**Exercise requirements**: Print the range of lines that opens with the line containing "Kindly give the mask of every instance of the hazy" and closes with the last line of the listing. Include both ends; print nothing more.
------ Records for this task
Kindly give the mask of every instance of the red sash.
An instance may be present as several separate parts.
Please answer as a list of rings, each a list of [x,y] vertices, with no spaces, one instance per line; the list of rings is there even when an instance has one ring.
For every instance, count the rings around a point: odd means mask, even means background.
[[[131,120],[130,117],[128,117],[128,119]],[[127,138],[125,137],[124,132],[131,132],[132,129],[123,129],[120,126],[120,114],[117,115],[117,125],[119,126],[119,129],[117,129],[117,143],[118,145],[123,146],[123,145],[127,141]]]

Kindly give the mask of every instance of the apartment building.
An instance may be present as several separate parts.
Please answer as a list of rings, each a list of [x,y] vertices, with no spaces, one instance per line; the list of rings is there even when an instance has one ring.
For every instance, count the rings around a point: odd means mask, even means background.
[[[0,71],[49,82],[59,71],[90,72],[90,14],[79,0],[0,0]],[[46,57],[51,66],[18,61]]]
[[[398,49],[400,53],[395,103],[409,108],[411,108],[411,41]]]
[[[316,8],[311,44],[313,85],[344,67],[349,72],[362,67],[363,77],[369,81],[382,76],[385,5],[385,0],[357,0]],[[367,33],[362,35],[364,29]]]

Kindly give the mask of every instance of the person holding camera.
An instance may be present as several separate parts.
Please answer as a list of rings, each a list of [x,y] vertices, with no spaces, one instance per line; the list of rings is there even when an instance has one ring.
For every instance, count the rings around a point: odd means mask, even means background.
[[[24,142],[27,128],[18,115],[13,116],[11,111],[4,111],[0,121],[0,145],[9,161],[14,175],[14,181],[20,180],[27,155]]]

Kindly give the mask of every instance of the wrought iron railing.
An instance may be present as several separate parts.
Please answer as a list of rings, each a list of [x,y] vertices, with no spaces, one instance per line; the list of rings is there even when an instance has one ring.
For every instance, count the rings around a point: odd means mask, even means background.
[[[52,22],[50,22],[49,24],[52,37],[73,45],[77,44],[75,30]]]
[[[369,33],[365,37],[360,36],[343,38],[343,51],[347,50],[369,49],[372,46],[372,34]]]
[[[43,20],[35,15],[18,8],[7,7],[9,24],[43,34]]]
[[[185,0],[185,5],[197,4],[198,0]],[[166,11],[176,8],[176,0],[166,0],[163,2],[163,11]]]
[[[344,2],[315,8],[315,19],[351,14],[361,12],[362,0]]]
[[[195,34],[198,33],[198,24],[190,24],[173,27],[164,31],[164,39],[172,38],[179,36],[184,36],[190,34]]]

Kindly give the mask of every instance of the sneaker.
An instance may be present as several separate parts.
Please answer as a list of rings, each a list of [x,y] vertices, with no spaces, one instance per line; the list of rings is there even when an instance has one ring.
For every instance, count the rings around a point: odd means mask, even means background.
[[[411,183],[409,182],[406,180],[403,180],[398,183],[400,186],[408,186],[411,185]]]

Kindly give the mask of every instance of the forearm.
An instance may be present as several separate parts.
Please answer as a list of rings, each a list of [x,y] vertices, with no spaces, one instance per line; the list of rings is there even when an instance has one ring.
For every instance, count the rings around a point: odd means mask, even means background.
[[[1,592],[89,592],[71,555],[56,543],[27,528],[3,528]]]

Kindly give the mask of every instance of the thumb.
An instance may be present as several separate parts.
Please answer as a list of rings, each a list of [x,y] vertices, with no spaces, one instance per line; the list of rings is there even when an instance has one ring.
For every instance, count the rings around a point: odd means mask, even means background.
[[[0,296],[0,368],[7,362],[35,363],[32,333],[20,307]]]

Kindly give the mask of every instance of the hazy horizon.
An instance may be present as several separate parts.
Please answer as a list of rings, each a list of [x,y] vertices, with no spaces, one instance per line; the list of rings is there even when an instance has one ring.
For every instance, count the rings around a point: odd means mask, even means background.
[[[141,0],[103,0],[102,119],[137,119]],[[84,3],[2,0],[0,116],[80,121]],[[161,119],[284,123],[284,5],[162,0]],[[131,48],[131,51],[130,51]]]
------------
**Correct answer**:
Kindly give the mask of every instance of the hazy horizon.
An instance may be present as several separate parts.
Please answer as a list of rings, each a list of [x,y] vertices, with no spaces, one instance per line; the list of rings is there even when an instance has one ring.
For every instance, count the rings around a point: odd means mask, even means background.
[[[141,0],[103,0],[102,119],[137,119]],[[84,3],[2,0],[0,116],[80,121]],[[161,119],[284,123],[284,5],[162,0]],[[131,48],[131,51],[130,51]]]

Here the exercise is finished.